**Kutipan Teks:**
_____

Menjadi Wartawan Kompeten dan Profesional, Sebuah Keniscayaan

Tulisan Lepas: Aat Surya Safaat*

Penulis, Aat Surya Safaat (Foto: Istimewa)
       “Bad news is a good news.” Ada pro-kontra terhadap adagium ini. Tapi memang ada pandangan umum dalam dunia pers, yakni bahwa berita buruk itu justru “menjual”. Semakin buruk, semakin bernilai (sebagai berita). 


       Namun, kecenderungan media yang memberi porsi lebih besar pada “berita buruk” belakangan banyak dipertanyakan. Betapa pun kabar buruk itu memang nyata, tetapi tidak sedikit yang cemas bahwa pemberitaan yang negatif bisa berdampak buruk bagi psikologi pembaca, apalagi di era media sosial saat ini, ketika berita hoax berseliweran seperti tak ada hentinya.


       Di Indonesia, adagium “bad news is a good news” itu sendiri seperti mengikuti arah kebebasan pers yang berkembang sejak era Reformasi, sebagaimana ditandai banyaknya media massa yang menyiarkan berita sensasional dan tidak berdasarkan fakta serta berangkat dari isu yang tidak jelas sumbernya.

_____

**Data yang Diberikan:**
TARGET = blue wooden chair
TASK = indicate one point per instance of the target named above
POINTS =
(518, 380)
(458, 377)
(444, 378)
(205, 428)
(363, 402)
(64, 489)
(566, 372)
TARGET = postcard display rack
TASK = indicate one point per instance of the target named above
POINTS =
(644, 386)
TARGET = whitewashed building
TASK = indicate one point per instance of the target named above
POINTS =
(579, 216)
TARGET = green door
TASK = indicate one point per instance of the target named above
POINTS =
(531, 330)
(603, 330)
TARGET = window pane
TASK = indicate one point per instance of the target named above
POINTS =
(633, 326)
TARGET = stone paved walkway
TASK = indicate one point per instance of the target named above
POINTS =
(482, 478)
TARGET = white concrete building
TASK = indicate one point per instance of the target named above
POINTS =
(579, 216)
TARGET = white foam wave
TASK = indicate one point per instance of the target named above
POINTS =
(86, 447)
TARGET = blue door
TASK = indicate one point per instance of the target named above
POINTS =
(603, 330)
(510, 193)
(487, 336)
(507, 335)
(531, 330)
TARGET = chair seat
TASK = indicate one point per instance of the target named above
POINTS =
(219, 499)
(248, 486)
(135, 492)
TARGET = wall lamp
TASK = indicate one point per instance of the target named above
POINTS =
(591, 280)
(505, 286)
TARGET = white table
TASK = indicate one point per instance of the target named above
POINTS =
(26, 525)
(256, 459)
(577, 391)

_____

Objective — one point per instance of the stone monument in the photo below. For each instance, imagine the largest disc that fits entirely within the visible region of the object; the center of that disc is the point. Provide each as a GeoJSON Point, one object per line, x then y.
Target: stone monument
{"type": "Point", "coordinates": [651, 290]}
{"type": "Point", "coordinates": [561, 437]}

_____

**Petunjuk Latihan:** Lanjutkan tulisan tentang pers dan kecenderungan media memuat berita buruk, mulai sesudah kalimat terakhirnya. Baris-baris data di atas tidak diperlukan.

**Kotak Jawaban:**
       Jika kita amati, kebebasan pers yang cenderung ”kebablasan” itu terutama terjadi karena kepentingan bisnis media lebih mengemuka dibanding kepentingan idealnya karena tingginya biaya operasional perusahaan pers yang bersangkutan. 


       Di era Reformasi yang kemudian masuk ke era digital, tercatat banyak media cetak yang gulung tikar, sementara media-media online cenderung mengejar jumlah viewer sebanyak-banyaknya, dan media elektronik, khususnya media televisi cenderung lebih mengejar “rating”.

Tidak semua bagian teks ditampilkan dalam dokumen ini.